Items in a dataset:
————————

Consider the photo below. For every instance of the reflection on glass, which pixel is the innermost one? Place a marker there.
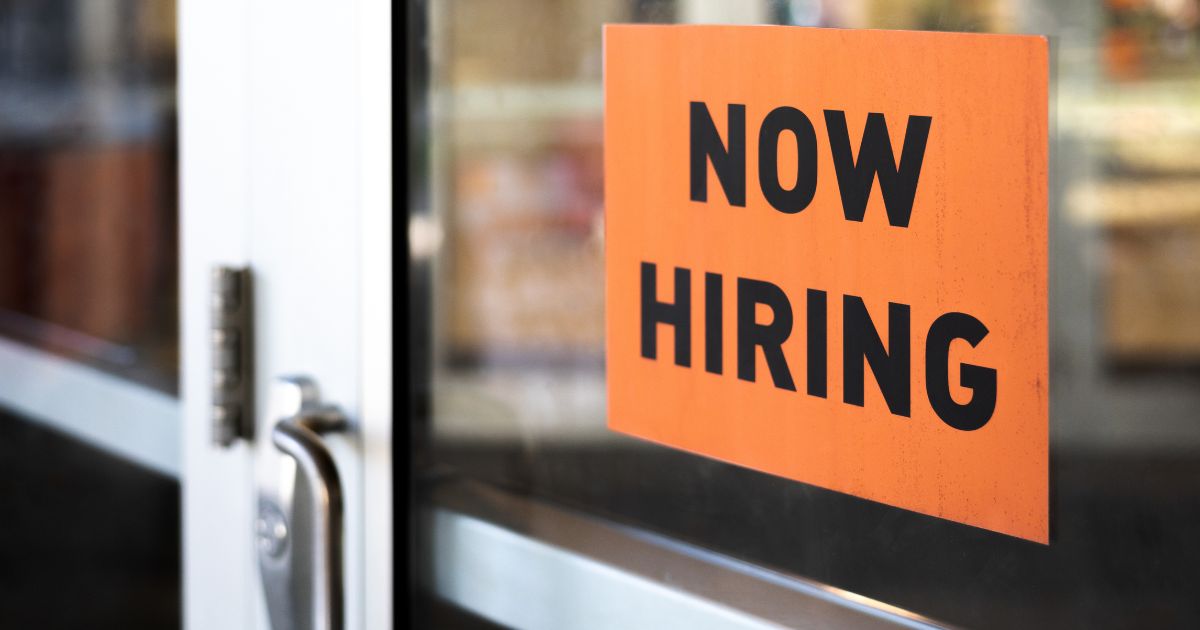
(88, 201)
(519, 383)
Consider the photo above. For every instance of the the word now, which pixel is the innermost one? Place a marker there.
(861, 345)
(898, 183)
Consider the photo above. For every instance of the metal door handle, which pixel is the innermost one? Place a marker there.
(299, 526)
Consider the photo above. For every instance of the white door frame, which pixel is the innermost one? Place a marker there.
(286, 166)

————————

» GIVEN TASK: Reproduce all of the material above, requests included, but shift each answer coordinate by adding 37 to every number in it. Leave the pictures out.

» SOLUTION FOR THIS EXERCISE:
Consider the photo below. For every instance of the reflection on glass, which pixel is the innermost one? Place a marker there.
(125, 238)
(556, 420)
Consider the photo above. For every instance of the the word now, which pixel is the innermost one? Place a marker there.
(898, 382)
(935, 220)
Consider the photo above. For every instance of the metal door handle, which pixel is the innermost one? Place a marker there.
(336, 563)
Consider the photo above. For every instance of the white door frame, which pixel is the innermost one? Place a marker there.
(323, 203)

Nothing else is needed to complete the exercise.